-------- PROVIDED PASSAGE
We used a survey that provided experts with definitions for target benefits and each of the three proposed dimensions. They were then asked to classify the 17 items (presented in random order) into one of the three dimensions where it fitted the best and provide feedback on the clarity and readability of each item (Hinkin, 1998). Experts were not given any indication as to which dimension we expected the items to fall into.

First, a pilot study was conducted, in which one senior academic in the area of management and one research assistant were asked to complete the questionnaire and suggest improvements. Then, for the main study, 24 requests for participation were sent. 21 experts (88%)—16 senior academics with a PhD in management and related areas and five senior practitioners in the area of project management—returned a complete questionnaire. Nine questionnaires were received from Australia, seven from the United States, three from Israel, and two from New Zealand.

Data Analysis

On average, an expert marked the same dimension resulted from Study 1 for 13 items, ranging from 9 to the maximum of 17 correct items. All experts had a correct answer rate within two standard deviations of the mean; hence none was removed from the analysis. The 21 experts also suggested 48 suggestions to improve the clarity and readability of the items.

We used two measures to test the level of agreement of the experts with the proposed dimensions: (1) Substantive agreement—the proportion of respondents who assign an item to its intended dimension. The minimum cut off value suggested for this measure was 0.7; and (2) Substantive validity coefficient—extent to which respondents assign an item to its posited construct than other construct, with a cut off value of 0.5.
----------------
» **EXERCISE BRIEF**
Continue the passage on the expert classification survey from its last sentence. The entries that come next have nothing to do with this text.
-------- SUPPLIED MATERIAL
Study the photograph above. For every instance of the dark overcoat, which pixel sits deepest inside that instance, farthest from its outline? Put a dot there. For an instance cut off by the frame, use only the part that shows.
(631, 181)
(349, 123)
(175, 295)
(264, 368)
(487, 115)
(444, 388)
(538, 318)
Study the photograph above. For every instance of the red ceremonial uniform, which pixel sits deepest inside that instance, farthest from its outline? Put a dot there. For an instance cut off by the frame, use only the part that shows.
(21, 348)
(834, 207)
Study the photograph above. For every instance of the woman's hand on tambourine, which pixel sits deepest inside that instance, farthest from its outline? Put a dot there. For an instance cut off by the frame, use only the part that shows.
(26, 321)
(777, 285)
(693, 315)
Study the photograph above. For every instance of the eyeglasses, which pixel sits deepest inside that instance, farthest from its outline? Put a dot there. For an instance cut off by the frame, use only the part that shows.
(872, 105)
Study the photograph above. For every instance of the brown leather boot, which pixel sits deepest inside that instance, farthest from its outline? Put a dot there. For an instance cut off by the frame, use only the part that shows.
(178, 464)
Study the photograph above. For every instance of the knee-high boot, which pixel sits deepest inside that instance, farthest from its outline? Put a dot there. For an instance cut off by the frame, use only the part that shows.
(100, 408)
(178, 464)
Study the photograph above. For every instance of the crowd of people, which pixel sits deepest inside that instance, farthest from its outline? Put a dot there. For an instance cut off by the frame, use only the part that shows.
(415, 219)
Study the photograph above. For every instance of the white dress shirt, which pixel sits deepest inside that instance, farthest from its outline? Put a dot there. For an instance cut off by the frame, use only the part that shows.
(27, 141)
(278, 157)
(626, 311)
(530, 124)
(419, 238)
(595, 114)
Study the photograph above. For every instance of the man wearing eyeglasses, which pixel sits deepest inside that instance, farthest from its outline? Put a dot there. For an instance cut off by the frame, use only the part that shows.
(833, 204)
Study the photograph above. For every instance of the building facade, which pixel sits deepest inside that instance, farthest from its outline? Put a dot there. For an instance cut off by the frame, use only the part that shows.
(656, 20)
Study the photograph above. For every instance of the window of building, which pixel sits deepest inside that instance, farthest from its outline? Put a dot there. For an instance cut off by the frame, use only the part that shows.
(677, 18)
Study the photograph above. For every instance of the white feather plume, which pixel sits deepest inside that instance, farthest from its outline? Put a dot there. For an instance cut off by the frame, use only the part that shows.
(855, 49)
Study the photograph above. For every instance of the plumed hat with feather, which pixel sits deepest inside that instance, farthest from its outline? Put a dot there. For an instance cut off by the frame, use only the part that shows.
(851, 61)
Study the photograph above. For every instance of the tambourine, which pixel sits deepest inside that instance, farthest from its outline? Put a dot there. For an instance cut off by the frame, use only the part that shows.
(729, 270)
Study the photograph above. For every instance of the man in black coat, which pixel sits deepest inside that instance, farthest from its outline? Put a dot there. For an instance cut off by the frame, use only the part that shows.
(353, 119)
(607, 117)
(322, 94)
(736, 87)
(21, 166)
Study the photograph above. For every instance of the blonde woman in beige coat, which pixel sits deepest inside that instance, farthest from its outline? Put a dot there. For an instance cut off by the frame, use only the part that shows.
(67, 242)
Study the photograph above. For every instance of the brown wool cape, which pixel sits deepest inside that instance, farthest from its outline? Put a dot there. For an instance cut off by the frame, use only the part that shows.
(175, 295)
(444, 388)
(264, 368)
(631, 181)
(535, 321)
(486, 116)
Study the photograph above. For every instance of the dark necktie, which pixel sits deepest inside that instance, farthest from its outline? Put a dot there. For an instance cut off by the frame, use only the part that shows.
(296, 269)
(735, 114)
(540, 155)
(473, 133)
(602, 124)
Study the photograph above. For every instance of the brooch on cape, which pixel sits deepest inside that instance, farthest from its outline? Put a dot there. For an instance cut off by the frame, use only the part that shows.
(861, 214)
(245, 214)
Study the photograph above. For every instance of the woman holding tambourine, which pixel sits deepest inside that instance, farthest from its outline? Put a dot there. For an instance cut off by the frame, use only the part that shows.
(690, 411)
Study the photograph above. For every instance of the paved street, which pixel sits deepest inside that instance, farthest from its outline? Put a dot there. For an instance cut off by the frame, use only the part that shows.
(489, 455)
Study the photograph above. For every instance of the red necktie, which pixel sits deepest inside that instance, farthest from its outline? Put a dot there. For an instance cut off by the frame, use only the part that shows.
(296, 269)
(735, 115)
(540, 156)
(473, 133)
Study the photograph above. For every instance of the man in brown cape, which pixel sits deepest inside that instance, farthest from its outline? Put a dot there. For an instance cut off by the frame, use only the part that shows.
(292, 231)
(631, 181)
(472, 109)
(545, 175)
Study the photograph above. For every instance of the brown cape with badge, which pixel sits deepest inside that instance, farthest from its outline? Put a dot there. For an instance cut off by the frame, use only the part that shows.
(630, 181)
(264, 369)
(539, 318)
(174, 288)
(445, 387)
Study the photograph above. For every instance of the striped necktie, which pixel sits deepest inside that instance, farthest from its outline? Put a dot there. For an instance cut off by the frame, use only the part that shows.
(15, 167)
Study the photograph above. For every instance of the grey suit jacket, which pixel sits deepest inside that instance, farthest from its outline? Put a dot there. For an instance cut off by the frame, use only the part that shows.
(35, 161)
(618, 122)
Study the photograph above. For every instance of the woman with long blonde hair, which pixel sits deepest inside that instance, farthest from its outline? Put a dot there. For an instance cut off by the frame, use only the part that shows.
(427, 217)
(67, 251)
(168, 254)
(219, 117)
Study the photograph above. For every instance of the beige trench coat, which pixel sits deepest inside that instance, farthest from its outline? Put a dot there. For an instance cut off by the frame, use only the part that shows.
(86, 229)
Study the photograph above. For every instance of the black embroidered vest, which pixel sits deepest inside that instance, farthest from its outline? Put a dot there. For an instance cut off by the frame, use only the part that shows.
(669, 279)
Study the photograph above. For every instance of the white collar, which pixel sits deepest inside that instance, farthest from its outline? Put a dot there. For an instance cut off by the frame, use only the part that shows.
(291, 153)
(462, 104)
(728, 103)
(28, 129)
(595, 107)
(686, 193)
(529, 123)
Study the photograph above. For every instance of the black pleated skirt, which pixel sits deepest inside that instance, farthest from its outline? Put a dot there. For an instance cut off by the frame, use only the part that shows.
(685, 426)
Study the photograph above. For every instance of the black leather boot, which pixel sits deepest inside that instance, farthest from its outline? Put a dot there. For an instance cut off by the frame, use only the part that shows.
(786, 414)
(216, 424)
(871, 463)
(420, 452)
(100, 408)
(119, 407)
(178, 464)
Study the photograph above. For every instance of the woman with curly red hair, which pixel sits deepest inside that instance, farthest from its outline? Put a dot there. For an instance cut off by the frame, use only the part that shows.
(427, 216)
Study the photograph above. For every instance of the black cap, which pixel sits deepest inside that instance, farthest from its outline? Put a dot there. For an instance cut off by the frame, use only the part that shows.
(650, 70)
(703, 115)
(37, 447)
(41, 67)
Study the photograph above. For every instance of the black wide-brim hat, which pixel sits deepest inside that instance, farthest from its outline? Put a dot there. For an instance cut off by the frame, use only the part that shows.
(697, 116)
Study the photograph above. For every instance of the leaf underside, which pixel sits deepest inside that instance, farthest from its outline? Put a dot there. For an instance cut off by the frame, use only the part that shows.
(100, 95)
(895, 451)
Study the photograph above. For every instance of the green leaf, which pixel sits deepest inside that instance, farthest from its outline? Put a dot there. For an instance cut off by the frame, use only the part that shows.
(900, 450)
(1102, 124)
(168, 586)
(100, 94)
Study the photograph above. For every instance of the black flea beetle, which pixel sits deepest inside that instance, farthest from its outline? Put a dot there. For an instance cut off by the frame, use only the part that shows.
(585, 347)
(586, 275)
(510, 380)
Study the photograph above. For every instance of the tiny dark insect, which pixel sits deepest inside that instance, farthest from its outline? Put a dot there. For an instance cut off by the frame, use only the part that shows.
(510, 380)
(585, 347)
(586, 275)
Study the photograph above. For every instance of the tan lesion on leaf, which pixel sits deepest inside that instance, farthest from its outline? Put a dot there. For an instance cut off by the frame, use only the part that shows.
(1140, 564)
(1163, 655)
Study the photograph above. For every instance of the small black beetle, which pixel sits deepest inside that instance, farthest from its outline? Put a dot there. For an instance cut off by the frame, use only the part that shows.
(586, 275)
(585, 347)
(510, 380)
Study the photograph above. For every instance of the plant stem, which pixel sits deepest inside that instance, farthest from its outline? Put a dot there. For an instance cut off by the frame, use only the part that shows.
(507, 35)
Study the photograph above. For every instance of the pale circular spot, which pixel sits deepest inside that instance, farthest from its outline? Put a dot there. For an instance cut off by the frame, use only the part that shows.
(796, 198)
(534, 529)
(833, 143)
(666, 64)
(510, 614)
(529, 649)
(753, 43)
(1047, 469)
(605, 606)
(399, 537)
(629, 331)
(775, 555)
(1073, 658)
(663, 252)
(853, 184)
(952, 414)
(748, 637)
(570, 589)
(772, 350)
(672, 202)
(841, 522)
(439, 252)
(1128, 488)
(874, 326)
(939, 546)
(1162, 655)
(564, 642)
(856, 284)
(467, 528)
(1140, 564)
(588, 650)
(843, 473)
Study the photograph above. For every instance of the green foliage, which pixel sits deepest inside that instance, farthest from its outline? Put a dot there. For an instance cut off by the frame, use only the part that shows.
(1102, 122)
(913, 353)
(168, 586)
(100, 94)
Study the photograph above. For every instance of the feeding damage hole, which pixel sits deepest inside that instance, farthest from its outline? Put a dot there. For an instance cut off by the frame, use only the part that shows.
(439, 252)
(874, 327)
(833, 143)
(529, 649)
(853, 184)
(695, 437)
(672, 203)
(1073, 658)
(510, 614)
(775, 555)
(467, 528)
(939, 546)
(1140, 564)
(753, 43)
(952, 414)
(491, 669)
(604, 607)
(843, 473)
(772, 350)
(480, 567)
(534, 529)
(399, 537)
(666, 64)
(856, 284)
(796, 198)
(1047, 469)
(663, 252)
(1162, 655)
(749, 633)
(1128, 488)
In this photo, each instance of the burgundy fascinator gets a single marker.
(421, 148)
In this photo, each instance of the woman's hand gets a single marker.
----------------
» **RESPONSE TO THE EXERCISE**
Results

Thirteen of the 17 proposed items received higher values than the threshold required for both measures (see Table 3). These items were hence confirmed in their suggested dimensions. Changes were made for items with low scores based on suggestions from experts. Items #11 and #13 were removed due to low scores on both measures and repetition with other items. Item #10 was rephrased and moved from dimension “2” to “1” (Specificity), and items #9 & #14 were rephrased significantly. Finally, based on specific suggestions from our experts, we made change to the wording of other items, as well as definitions of the three dimensions.

Item number

Hypothesized dimension **

Substantive agreement

Substantive validity coefficient

Result

1

1

0.85*

0.85*

Confirmed

2

1

0.95*

0.89*

Confirmed

3

1

0.85*

0.70*

Confirmed

4

1

0.83*

0.67*

Confirmed

5

1

0.80*

0.60*

Confirmed

6

1

0.85*

0.70*

Confirmed

7

2

1.00*

1.00*

Confirmed

8

2

0.85*

0.70*

Confirmed

9

2

0.50

0.00

Confirmed

10

2

0.37

0.00

Changed to 1

11

3

0.80*

0.70*

Item removed

12

3

0.75*

0.55*

Confirmed

13

3

0.42

-0.16

Item removed

14

3

0.70*

0.45

Confirmed

15

3

0.84*

0.74*

Confirmed

16

3

0.78*

0.61*

Confirmed

17

3

0.84*

0.79*

Confirmed

*Meets minimum required value

**Dimensions: 1-Specificity; 2-Attainability; 3-Comprehensiveness

Table 3: Content Validity.

Study 3 – Initial Item Reduction

We used quantitative methods to validate the three QTB dimensions and 15 items (see Table 5) proposed at the end of Study 2.

Participants and Procedure

Participants of this study consisted of master of management part-time students at Tsinghua University in China. All students held full-time management positions in various industries, such as finance, manufacturing, service, and engineering. This study involved a cross-sectional survey of senior managers who were engaged in formulating and reviewing target benefits as part of their regular organizational duties. Survey questionnaires were individually distributed and collected by the researchers, including briefing on the questionnaire at the start of the session, and addressing individual questions throughout data collection. To assure equivalence between the questionnaire in Chinese and the original English versions, a standard translation and back-translation procedure was performed (Brislin, 1980): an English version of the questionnaire was carefully translated into Chinese by a bilingual Chinese-English researcher. Then, an additional person who is proficient in both languages was brought in to compare the original questionnaire with the translated questionnaire. This process was repeated until the satisfactory results were reached.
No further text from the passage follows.